À 17 ans à peine Jenny Hollingworth et Rosa Walton, deux adolescentes de Norwich, publiaient leur premier album I, Gemini sous leur alias Let’s Eat Grandma, un album de pop folk gothique expérimentale étonnant ! Deux ans plus tard, elles ont grandi, gagné en maturité et semblent toujours aussi soudées : elles terminent souvent la phrase l’une de l’autre, parlent toutes les deux en même temps et sont en accord / désaccord permanent. Elles livrent leur deuxième opus I’m All Ears, co-produit par l’étonnante Sophie et le ténébreux Faris Badwan (leader de The Horrors), au style tout aussi étrange que le premier, loin des contours de la pop actuelle mais tout aussi fascinant.

Depuis quand vous connaissez-vous toutes les deux ?
Rosa : Nous nous sommes rencontrées sur les bancs de l’école à quatre ans. On dessinait et Jenny a fait un escargot orange et bleu !

Et vous ne vous êtes plus quittées depuis ?
Jenny : Oui. En plus, on était voisines…

Que pensez-vous que vous seriez devenues si vous ne vous étiez jamais rencontrées ?
Jenny : J’aimerais bien le savoir ; j’aurais peut-être mal tourné. Je crois que j’aurais fait quelque chose de créatif mais pas forcément de la musique. Je ne sais pas si j’aurais eu assez confiance en moi pour me lancer vraiment.
Rosa : On y pense parfois mais ça s’arrête là.

Vous avez composé votre premier morceau « Eat Shiitake Mushrooms » à l’âge de 13 ans ; vous saviez déjà que vous vouliez vous lancer dans la musique alors ?
Jenny : En fait, ce morceau n’était pas complétement sérieux. On l’a fait comme ça, pour faire un truc cool, sans se poser de question.
Rosa : On n’a jamais pensé faire carrière dans la musique, c’est venu chemin faisant…

Vous vous connaissez tellement bien ; vous parvenez à être critique l’une envers l’autre ?
Jenny : Je ne montre pas toutes mes idées à Rosa, j’évite donc de lui présenter des trucs nuls.
Rosa : On est toutes les deux très critiques vis-à-vis de nous-mêmes : lorsqu’on présente quelque chose à l’autre, c’est que c’est bon.

Vos deux albums sont assez différents…
Jenny : On a tellement changé entre les deux.
Rosa : Ce qui n’a pas changé c’est qu’on aime la pop, mais on peut s’en moquer en même temps. On n’a pas de barrières du moment que c’est bon – sauf si l’artiste est un connard, bien sûr.

Pourquoi avoir choisi « Hot Pink » comme single, alors qu’il est assez différent du reste de l’album ?
Rosa : C’est notre vision de la pop mais déconstruite.
Jenny : On voulait marquer les esprits avec quelque chose de différent. En plus, c’est une collaboration : on n’en avait jamais fait avant. Le côté agressif est intéressant : on a composé des morceaux sombres auparavant mais jamais avec ce degré d’intensité. C’est un morceau important : il parle du jeu de pouvoir dans les relations humaines. Cela traite également de féminité, de masculinité et des rapports entre les deux, mais aussi du besoin de toujours donner un genre aux choses quelles qu’elles soient.

Que signifie le titre de l’album I’m All Ears ?
Rosa : Cela signifie qu’il est important d’écouter ce que les autres ont à exprimer.

Let’s Eat Grandma ont abandonné le style Cocorosi-esque et abstract folk de leur premier album pour s’essayer à presque tous les styles et inspirations sans se poser de questions ni de limites. I’m All Ears est un album sans règles préétablies, qui fait penser à un exercice de pop déstructurée – mais réussi – où l’on passe sans vergogne de la douceur à l’agressivité, des sonorités synthétiques à l’acoustique, avec pour seul fil rouge : de la pop fun et décomplexée. Et si l’objet fait figure un peu d’ovni dans la masse des productions formatées, c’est très bien comme cela.

- _LIGNES RÉPERTORIÉES_:
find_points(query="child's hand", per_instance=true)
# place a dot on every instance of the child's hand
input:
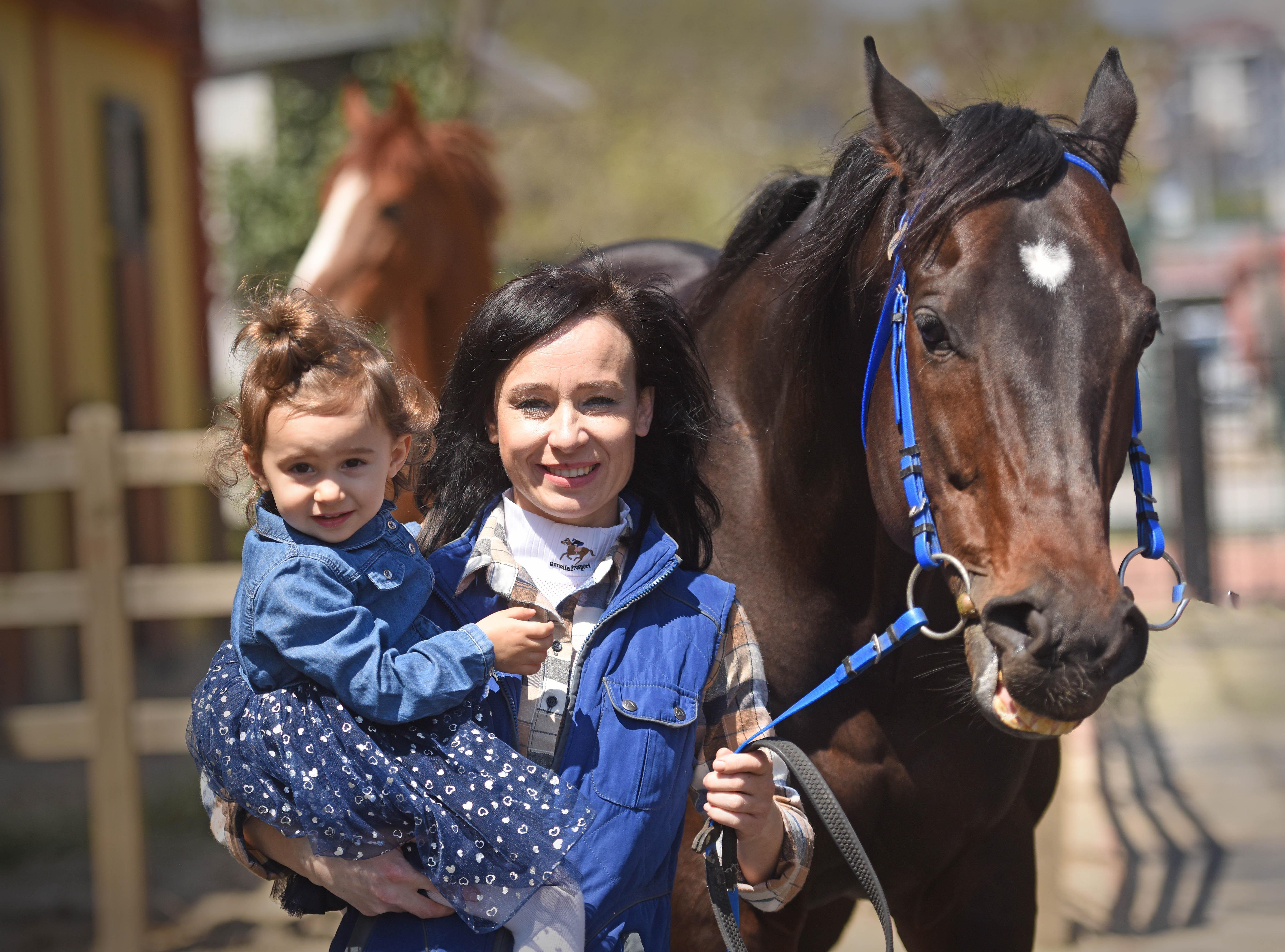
(521, 644)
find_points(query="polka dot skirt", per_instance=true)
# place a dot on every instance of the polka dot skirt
(489, 827)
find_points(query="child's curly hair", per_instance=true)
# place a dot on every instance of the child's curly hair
(306, 355)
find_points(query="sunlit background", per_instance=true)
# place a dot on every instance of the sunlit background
(157, 153)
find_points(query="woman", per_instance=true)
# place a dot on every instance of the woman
(566, 480)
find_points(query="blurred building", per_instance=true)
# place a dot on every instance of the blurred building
(1215, 255)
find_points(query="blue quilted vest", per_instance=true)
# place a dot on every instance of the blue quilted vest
(629, 747)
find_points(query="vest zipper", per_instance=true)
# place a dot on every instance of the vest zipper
(584, 652)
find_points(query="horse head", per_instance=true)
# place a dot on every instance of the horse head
(409, 211)
(1026, 323)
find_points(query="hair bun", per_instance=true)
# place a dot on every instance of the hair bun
(288, 334)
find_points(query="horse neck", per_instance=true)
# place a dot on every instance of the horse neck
(813, 369)
(430, 316)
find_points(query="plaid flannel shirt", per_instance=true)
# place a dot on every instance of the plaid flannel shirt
(734, 703)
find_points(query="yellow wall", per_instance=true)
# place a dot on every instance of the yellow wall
(89, 66)
(88, 63)
(38, 412)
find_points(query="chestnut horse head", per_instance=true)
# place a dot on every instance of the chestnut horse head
(409, 213)
(1029, 319)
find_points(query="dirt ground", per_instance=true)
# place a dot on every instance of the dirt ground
(1210, 694)
(1212, 689)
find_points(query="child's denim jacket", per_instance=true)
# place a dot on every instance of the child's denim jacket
(348, 617)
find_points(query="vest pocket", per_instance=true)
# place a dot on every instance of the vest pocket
(644, 742)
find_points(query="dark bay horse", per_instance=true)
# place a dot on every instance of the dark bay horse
(1030, 316)
(409, 214)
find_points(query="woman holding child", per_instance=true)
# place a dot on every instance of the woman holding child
(560, 630)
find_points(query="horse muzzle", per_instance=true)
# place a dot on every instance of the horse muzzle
(1040, 667)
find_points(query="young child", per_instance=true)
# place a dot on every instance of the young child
(338, 712)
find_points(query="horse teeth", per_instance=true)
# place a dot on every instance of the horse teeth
(1020, 719)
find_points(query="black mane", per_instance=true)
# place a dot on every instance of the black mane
(992, 151)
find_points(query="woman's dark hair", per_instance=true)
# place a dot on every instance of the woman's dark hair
(466, 472)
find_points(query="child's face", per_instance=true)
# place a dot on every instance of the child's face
(328, 475)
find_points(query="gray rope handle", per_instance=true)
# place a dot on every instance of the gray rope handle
(723, 873)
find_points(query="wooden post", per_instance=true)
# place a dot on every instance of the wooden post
(107, 661)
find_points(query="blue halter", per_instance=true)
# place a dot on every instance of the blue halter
(928, 552)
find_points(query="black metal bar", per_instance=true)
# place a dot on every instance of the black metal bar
(1189, 432)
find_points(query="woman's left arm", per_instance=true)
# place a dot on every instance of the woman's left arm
(774, 837)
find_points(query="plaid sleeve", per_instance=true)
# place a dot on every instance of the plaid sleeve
(734, 707)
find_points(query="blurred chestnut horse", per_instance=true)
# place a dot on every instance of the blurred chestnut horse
(409, 213)
(1026, 323)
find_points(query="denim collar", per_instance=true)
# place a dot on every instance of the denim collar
(272, 526)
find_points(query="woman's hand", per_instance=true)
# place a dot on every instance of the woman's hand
(740, 796)
(382, 884)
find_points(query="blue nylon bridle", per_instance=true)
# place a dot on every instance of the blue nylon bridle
(928, 552)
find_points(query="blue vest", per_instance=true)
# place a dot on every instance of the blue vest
(629, 747)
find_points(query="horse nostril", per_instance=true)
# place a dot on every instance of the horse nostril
(1017, 625)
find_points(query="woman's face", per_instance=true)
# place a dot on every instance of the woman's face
(567, 413)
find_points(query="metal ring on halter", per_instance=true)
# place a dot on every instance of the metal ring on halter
(1180, 588)
(968, 590)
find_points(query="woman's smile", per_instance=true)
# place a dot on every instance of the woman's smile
(571, 477)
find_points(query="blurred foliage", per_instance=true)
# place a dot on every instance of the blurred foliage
(273, 203)
(696, 103)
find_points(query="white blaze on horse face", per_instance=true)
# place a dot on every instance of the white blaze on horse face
(350, 187)
(1047, 263)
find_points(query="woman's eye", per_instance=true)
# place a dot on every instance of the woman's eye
(936, 338)
(533, 407)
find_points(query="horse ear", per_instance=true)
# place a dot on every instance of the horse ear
(405, 109)
(356, 107)
(913, 135)
(1111, 110)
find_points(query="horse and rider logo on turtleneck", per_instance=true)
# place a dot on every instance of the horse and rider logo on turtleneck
(579, 552)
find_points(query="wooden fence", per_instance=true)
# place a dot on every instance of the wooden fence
(105, 595)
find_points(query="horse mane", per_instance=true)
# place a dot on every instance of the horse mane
(773, 209)
(992, 151)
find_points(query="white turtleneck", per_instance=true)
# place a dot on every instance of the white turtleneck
(561, 560)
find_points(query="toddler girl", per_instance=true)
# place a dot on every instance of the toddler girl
(338, 712)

- _LISTE DES TÂCHES_:
1/ Résumez en deux phrases le texte sur Let’s Eat Grandma.
2/ Reproduisez mot pour mot le passage du texte sur Let’s Eat Grandma qui va de « Que pensez-vous que » à « envers l’autre ? ».

- _RÉSULTATS PAR TÂCHE_:
1/ Jenny Hollingworth et Rosa Walton, deux jeunes femmes de Norwich qui se sont rencontrées à l’école à quatre ans, forment Let’s Eat Grandma et sortent I’m All Ears, un deuxième album co-produit par Sophie et Faris Badwan, deux ans après I, Gemini. Dans l’entretien, elles parlent de leurs débuts, de leur regard critique, du single « Hot Pink », qui traite du jeu de pouvoir dans les relations humaines, et du titre de l’album, qui rappelle l’importance d’écouter les autres.

2/
Que pensez-vous que vous seriez devenues si vous ne vous étiez jamais rencontrées ?
Jenny : J’aimerais bien le savoir ; j’aurais peut-être mal tourné. Je crois que j’aurais fait quelque chose de créatif mais pas forcément de la musique. Je ne sais pas si j’aurais eu assez confiance en moi pour me lancer vraiment.
Rosa : On y pense parfois mais ça s’arrête là.

Vous avez composé votre premier morceau « Eat Shiitake Mushrooms » à l’âge de 13 ans ; vous saviez déjà que vous vouliez vous lancer dans la musique alors ?
Jenny : En fait, ce morceau n’était pas complétement sérieux. On l’a fait comme ça, pour faire un truc cool, sans se poser de question.
Rosa : On n’a jamais pensé faire carrière dans la musique, c’est venu chemin faisant…

Vous vous connaissez tellement bien ; vous parvenez à être critique l’une envers l’autre ?